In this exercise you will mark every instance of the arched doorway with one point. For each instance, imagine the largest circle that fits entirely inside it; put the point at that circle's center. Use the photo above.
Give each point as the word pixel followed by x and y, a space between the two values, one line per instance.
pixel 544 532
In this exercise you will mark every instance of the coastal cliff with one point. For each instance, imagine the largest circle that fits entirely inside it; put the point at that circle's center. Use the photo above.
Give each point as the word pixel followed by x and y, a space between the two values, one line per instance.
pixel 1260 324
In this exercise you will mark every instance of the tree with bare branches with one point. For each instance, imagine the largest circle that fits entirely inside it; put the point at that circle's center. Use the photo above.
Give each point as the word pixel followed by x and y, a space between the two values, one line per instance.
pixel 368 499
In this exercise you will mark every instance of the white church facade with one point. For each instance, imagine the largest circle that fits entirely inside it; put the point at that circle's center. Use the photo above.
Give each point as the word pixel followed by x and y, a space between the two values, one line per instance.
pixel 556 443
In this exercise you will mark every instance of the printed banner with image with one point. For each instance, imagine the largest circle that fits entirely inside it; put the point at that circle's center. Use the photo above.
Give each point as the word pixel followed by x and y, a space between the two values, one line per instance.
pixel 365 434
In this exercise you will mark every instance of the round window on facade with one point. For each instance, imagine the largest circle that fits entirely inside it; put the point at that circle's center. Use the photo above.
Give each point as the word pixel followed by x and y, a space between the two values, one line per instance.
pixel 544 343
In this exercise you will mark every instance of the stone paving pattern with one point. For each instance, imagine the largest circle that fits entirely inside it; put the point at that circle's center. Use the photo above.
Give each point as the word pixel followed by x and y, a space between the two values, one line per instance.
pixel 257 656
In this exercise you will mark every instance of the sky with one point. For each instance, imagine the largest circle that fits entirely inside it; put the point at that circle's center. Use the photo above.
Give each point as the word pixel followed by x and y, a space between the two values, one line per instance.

_ _ _

PROBLEM DETAILS -
Set down the data once more, word for word.

REPLY TO THE TASK -
In this exercise you will mark every instance of the arched doorway with one point. For each instance, imagine the largest circle that fits entirely inside it; put the point at that circle's center. Use the photo above.
Give each point as the word pixel followed by x and y, a space between the two values, one line per instance.
pixel 544 532
In this exercise you will mark every instance of the coastal cliff with one point. For each instance, imagine the largest circle that fits entirely inside it; put the point at that circle's center. Use the photo above.
Give each point as the word pixel followed by x and y, a space between the two values, one line per instance.
pixel 1260 324
In this exercise you will mark every instance of the tree with bare branches with one point. For each instance, imagine the largest circle that fits entirely inside it; put the point at that circle's center. Use the photo above.
Give each point as the word pixel followed by x and y, a space between the two values, one line per instance.
pixel 368 499
In this exercise you will mark every instance of the white church facade with one point. For each instance, imagine the largest circle that fits entirely inside it; put the point at that circle's center. Use the photo above.
Give each point as the word pixel followed by x and y, a space between the two values, one line per instance.
pixel 556 443
In this exercise you will mark every instance of the printed banner with image with one point. For each instance, imagine the largest circle that fits entirely inside it; put the point at that circle's center. Use the photo above.
Give each point as the word pixel followed by x and y, a space between the two values, one line per instance.
pixel 365 434
In this exercise you will mark every instance of the round window on facade with one point. For each instance, imagine the largest circle that fits entirely inside it; put the point at that circle's center. Use the photo above.
Give each point as the word pixel followed by x and y, a space between the two values, one line per instance.
pixel 544 343
In this exercise you will mark every instance of the stone paving pattern with one point. For each instance, imagine the largest circle that fits entirely inside it; put the point at that circle's center. Use the photo above.
Give each point as the word pixel followed by x and y, a space between the two values, one line per instance.
pixel 257 656
In this exercise you will mark every instance of the sky with one point. For each instance, imagine the largest circle that fits entirely inside it; put the point at that circle's center. Use the photo above.
Give each point as the word pixel followed by x and y, a space between the two values, one line per instance.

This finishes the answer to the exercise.